━━━ Fragmento para leer

El smartphone es un aparato digital que trabaja con un input-output pobre en complejidad. Borra
toda forma de negatividad. Con ello se olvida de pensar de una manera compleja.
Y deja atrofiar formas de conducta que exigen una amplitud temporal o una amplitud de mirada. Fomenta la visión a
corto plazo. Fomenta el corto plazo y la mirada de corto alcance, y ofusca la
de larga duración y lo lento. El me gusta sin lagunas engendra un espacio
de positividad. La experiencia, como irrupción de lo otro, en virtud de su negatividad interrumpe el narcisismo
imaginario. La positividad, que es inherente a lo digital, reduce la posibilidad
de tal experiencia. La positividad continúa lo igual. El teléfono inteligente, como lo digital en general,
debilita la capacidad de comportarse con la negatividad.
Antes percibíamos nuestro enfrente
—por ejemplo, la imagen— prestando más atención a la cara o a la mirada que
hoy, a saber, como algo que me mira, que se mantiene en su propio crecimiento,
en una autonomía, o en una vida propia; en síntesis, como algo que se mantiene enfrente, o que me graba desde ahí enfrente. Sin duda antes
el enfrente poseía más negatividad,
más contra que hoy. En la actualidad, desaparece cada vez más el rostro que
está enfrente, que me mira, me afecta o que sopla en contra. Antes había más
mirada, a través de la cual se anuncia el otro, como dice Sartre. Este no
refiere la mirada solo al ojo humano, además experimenta el mundo mismo como
dotado de mirada. El otro como mirada está en todas partes. Las cosas mismas
nos miran:
Sin duda, lo que más a menudo pone de manifiesto a una nada es la convergencia hacia
mí de dos globos oculares. Pero se daría igualmente con motivo de un roce de
ramas, de un ruido de pasos seguido de silencio, de una ventana que se
entreabre, del leve movimiento de un cortinaje.[1]
La comunicación digital es pobre en mirada. En un ensayo acerca del
décimo aniversario de Skype, observa el autor: El videoteléfono produce la
ilusión de una presencia y sin duda ha hecho más soportable la separación
espacial entre amantes. Pero se nota siempre la distancia, que permanece, quizá
con la mayor claridad en una pequeña descentración. Efectivamente, en Skype no
es posible mirarse el uno al otro. Cuando en la pantalla se mira a los ojos del
otro, este cree que su interlocutor mira ligeramente hacia abajo, pues la
cámara está instalada en el marco superior del ordenador. La bella peculiaridad
del encuentro inmediato, la de que ver a alguien es siempre equivalente a ser
visto, ha dejado paso a la asimetría de la mirada. [Gracias a Skype] podemos
estar cerca los unos de los otros las veinticuatro horas del día, pero dejamos
constantemente de mirarnos.[2]
El hecho de que tengamos que pasar de
largo sin mirarnos no es culpa exclusiva de la óptica de la cámara. Apunta más
bien a la falta de mirada por
principio, a la ausencia del otro. El
medio digital nos aleja cada vez más del otro.

━━━━━━

### [Objetivo indicado A]
Traduce al inglés la oración "La comunicación digital es pobre en mirada." del fragmento sobre lo digital.
### [Objetivo indicado B]
Actualiza el tramo de los registros que va desde la línea que contiene "Please annotate the boulder" hasta el final de los registros, ambos extremos incluidos. Cambia "boulder" por "large rock", deja todo lo demás igual y devuelve únicamente ese tramo.

━━━ Registros mostrados

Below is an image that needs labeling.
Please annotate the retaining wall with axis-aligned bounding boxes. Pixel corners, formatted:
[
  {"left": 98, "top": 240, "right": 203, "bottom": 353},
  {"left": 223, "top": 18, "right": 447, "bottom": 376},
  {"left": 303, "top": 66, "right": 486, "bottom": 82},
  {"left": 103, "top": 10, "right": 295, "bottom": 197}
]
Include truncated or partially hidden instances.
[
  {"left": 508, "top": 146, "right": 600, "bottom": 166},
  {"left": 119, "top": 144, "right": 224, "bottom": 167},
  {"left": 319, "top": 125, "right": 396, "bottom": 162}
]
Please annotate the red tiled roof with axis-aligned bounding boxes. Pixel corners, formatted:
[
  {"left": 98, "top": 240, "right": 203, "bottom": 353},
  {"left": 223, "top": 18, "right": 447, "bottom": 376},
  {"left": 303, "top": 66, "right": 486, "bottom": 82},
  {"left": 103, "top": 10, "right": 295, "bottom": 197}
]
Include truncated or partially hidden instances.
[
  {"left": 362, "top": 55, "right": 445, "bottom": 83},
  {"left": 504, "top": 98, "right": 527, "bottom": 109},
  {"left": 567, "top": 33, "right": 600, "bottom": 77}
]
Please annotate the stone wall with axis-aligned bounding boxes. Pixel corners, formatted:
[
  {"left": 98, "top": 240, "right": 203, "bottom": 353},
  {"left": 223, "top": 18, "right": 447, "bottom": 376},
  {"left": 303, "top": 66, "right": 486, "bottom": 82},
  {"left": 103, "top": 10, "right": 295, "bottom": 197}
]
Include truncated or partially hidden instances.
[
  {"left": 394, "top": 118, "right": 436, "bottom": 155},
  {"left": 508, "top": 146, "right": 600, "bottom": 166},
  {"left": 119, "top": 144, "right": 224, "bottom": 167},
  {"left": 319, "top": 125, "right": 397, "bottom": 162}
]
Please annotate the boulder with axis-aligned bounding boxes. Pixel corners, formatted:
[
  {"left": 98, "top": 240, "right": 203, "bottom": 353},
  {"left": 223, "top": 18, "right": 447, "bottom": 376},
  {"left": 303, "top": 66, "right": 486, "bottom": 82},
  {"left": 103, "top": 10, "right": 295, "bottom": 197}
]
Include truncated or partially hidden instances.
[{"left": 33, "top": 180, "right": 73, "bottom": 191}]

━━━━━━

### [Resultado esperado A]
Digital communication is poor in gaze.

### [Resultado esperado B]
Please annotate the large rock with axis-aligned bounding boxes. Pixel corners, formatted:
[
  {"left": 98, "top": 240, "right": 203, "bottom": 353},
  {"left": 223, "top": 18, "right": 447, "bottom": 376},
  {"left": 303, "top": 66, "right": 486, "bottom": 82},
  {"left": 103, "top": 10, "right": 295, "bottom": 197}
]
Include truncated or partially hidden instances.
[{"left": 33, "top": 180, "right": 73, "bottom": 191}]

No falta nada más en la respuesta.